**WHAT IS NEEDED**
Reproduce the records below, starting with the line that contains "Identify the tree." and going on through the end of the records, with both ends and the requests included, shifting every coordinate in the answers up by 47. Leave the pictures out of your answer.

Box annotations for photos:

########

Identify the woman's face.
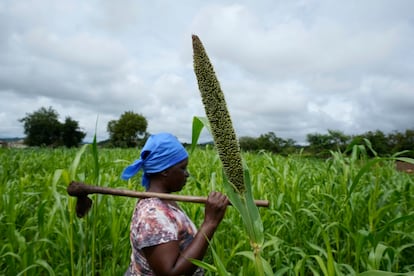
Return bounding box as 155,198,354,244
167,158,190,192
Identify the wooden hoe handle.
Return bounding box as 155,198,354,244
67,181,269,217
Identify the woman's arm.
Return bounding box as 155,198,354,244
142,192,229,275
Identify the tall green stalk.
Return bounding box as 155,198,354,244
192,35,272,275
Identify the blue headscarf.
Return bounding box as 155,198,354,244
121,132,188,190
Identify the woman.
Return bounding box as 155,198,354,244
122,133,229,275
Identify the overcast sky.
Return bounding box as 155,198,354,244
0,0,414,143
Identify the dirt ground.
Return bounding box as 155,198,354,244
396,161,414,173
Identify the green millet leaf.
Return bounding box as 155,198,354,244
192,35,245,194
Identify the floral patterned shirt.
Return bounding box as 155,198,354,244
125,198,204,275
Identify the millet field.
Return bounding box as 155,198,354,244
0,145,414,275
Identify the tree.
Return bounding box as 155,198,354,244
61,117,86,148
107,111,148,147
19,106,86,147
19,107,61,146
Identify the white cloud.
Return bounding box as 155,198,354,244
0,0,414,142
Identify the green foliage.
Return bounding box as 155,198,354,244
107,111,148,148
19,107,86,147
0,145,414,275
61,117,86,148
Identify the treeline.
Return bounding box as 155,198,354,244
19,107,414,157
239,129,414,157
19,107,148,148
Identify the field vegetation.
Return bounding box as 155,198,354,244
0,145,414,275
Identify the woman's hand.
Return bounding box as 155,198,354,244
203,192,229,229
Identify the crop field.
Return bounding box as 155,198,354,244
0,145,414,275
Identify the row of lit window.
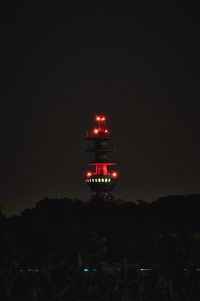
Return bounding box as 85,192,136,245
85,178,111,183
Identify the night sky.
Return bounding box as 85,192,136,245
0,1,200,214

########

**FULL OUTPUT**
Identify the tree.
Return bounding box as 155,198,354,244
108,164,133,195
154,158,195,194
66,153,133,194
66,154,108,193
Identify the white cloud.
Return bounding box as 155,198,354,244
47,47,461,189
Identify the green foliage.
Return bounding box as 155,198,354,244
154,158,195,195
66,154,133,194
47,192,461,322
108,164,133,195
Identify the treeline.
Return bounding box as 155,198,354,244
66,154,461,204
286,176,461,204
66,154,195,195
Identify the field vegetation.
Return bounding box as 155,198,354,244
47,192,461,322
Identify the woman's hand.
Return bounding box as 155,198,354,244
250,239,276,276
Identify the crop field.
Return bounding box as 155,198,354,244
47,192,461,322
Identify the row of lit window.
Return bounding box as 85,192,136,245
132,225,158,230
Identify the night sky.
Return bounding box as 85,192,136,245
47,48,247,261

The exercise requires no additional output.